>> start Given records

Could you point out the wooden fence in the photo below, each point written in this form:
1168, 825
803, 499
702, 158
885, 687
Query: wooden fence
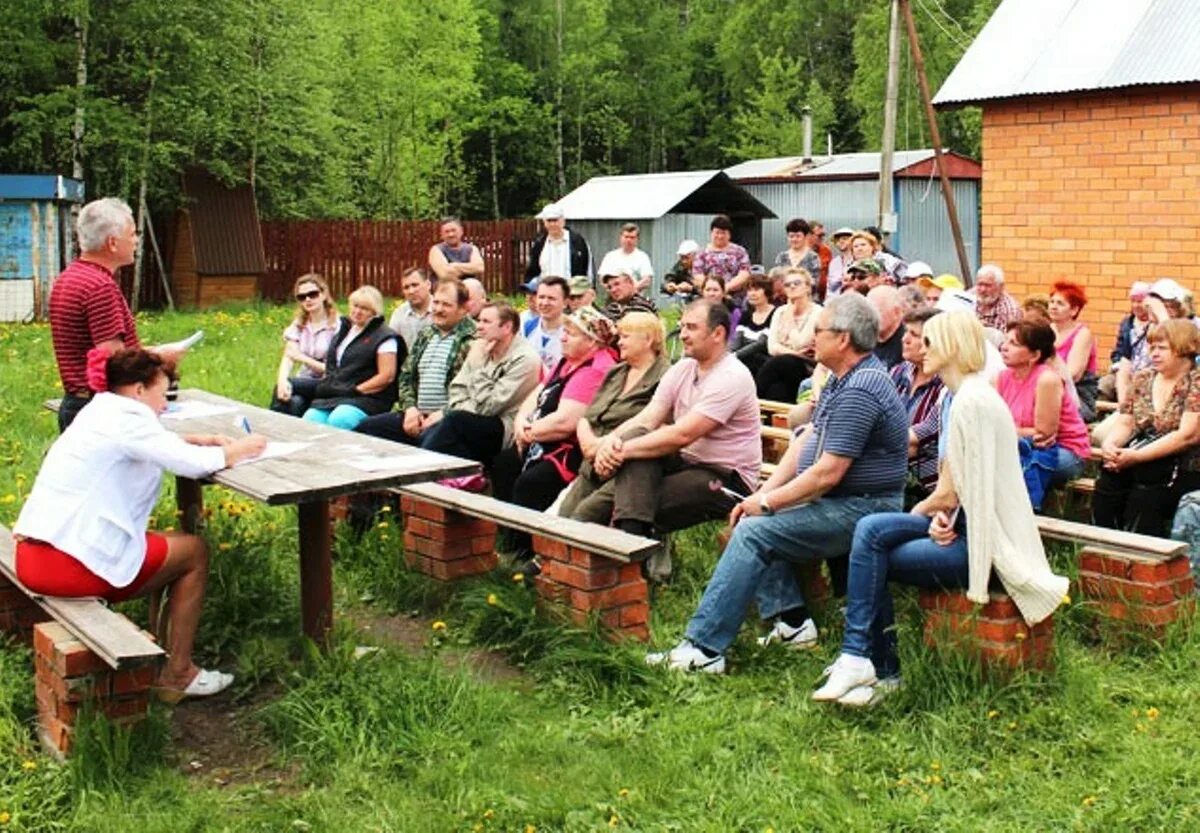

>> end Given records

▶ _Written problem_: Copy the data above line for line, without any changes, and leave the picture out of your copy.

▶ _Answer for the task_:
Could you point out the wooden fence in the photo below, each point written in this form:
1168, 825
803, 499
702, 158
885, 687
Query: wooden fence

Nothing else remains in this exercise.